> [Task description] Transcribe the tail of the listing: start at the line containing "like (569, 616)." and stop after the last line, keeping every character as is and adding nothing.

> [Provided material]
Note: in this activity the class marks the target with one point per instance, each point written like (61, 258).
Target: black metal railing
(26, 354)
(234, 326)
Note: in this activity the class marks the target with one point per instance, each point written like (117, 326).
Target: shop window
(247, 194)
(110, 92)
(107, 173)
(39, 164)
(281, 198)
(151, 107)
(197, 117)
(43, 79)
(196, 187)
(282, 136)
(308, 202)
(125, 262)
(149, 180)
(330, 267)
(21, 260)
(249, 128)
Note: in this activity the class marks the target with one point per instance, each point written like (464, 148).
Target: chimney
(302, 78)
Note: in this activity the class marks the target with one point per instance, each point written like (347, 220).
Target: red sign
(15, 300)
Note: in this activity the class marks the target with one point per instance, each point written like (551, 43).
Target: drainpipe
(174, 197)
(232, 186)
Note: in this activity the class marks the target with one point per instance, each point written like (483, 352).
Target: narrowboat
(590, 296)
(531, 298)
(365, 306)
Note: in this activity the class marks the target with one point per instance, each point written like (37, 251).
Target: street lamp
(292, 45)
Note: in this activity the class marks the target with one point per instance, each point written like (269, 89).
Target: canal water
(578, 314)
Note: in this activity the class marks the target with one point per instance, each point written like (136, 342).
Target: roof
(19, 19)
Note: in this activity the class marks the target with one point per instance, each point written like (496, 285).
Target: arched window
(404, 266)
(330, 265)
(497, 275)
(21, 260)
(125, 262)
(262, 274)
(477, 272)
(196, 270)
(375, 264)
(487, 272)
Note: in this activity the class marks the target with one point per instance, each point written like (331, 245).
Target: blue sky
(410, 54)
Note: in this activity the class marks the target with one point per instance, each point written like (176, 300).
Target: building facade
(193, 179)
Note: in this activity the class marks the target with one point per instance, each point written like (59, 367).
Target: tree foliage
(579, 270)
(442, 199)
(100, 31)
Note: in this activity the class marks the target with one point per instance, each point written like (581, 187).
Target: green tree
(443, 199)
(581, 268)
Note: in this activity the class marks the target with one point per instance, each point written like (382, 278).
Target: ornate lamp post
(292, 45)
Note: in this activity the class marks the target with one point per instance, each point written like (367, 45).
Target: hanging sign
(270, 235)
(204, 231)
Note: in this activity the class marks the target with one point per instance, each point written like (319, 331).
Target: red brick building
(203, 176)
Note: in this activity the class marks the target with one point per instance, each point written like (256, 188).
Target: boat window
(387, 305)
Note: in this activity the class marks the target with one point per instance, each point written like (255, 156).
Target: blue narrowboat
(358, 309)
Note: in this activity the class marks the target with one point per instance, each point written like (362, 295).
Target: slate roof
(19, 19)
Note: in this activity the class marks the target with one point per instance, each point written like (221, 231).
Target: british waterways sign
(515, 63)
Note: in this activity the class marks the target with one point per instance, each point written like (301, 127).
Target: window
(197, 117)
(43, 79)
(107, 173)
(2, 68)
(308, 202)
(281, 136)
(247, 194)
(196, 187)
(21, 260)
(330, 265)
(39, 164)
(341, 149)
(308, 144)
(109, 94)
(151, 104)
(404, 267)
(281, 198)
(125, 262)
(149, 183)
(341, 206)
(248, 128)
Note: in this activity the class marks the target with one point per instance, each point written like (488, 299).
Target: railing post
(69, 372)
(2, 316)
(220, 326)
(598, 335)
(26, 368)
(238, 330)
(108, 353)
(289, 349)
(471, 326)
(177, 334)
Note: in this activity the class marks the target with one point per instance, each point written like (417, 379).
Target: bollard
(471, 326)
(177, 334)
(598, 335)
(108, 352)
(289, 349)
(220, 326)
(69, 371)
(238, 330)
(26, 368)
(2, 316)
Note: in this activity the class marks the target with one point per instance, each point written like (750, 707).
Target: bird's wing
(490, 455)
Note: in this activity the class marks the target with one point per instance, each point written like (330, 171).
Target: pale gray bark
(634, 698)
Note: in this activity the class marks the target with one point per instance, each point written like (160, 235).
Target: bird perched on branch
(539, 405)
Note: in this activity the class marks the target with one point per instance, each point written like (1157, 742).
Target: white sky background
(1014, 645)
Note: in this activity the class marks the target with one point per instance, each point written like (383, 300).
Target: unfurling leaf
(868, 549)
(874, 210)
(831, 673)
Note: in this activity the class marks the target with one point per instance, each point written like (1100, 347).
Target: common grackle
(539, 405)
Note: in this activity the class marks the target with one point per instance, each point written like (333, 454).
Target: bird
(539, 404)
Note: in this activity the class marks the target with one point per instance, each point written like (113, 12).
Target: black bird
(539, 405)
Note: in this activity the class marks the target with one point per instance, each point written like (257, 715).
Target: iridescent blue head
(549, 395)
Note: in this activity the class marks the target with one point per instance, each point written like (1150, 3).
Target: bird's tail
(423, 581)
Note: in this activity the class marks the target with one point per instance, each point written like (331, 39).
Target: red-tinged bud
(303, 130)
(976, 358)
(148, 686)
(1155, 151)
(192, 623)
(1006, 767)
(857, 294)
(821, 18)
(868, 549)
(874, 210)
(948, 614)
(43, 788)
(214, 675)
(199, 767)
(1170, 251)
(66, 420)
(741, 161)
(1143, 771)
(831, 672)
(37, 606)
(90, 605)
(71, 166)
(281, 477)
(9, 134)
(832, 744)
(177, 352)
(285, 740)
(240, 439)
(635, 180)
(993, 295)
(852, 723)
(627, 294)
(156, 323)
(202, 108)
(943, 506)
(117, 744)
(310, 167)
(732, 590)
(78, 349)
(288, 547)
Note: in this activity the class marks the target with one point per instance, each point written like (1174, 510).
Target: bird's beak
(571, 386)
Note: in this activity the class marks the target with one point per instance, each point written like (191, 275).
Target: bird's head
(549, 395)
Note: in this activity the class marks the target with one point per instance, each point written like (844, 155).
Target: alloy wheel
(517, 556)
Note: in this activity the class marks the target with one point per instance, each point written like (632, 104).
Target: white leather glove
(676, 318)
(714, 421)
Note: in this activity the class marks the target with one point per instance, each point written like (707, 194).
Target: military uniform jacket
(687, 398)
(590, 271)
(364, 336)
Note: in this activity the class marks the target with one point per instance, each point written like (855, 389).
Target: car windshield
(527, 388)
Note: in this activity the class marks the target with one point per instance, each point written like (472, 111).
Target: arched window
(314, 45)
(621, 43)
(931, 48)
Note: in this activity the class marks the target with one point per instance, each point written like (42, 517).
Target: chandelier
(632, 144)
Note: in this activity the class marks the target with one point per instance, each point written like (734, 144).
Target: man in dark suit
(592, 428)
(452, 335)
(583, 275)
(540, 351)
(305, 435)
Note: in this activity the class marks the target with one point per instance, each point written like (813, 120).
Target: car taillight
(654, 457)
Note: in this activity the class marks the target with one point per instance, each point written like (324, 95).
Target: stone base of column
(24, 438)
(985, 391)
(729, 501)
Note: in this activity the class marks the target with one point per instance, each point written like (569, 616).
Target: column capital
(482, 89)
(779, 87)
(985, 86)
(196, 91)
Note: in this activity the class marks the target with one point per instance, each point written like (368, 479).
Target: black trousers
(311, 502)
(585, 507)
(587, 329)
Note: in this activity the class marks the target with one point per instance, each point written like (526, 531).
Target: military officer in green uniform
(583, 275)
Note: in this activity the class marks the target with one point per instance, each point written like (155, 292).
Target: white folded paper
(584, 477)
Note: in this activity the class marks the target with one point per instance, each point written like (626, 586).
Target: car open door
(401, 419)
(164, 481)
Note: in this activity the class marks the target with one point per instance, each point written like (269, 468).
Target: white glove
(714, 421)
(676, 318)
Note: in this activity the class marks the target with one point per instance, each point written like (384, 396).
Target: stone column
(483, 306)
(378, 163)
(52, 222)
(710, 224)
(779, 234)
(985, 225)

> [Output for this task]
Note: in this activity the class marks the target with one point per instance, each point written like (569, 616).
Target: column capital
(482, 89)
(779, 87)
(985, 86)
(196, 91)
Note: in this activity the class marks the target with one point per instance, each point written like (368, 479).
Target: black trousers
(311, 502)
(585, 507)
(587, 329)
Note: in this activity the class marks the target with one point per instance, each point written like (526, 531).
Target: military officer in green uniform
(583, 275)
Note: in this activity the class marks the target with one point per instance, each point written like (155, 292).
Target: white folded paper
(584, 477)
Note: in this activity the class marks the target with one point per instance, each point written like (626, 586).
Target: car open door
(401, 419)
(164, 481)
Note: in this activity the class marks the target with one point per instance, each point written like (269, 468).
Target: white glove
(714, 421)
(676, 318)
Note: in this activity the class marks the target with one point per instance, each point written like (384, 396).
Target: stone column
(483, 306)
(378, 163)
(52, 222)
(710, 224)
(779, 234)
(985, 225)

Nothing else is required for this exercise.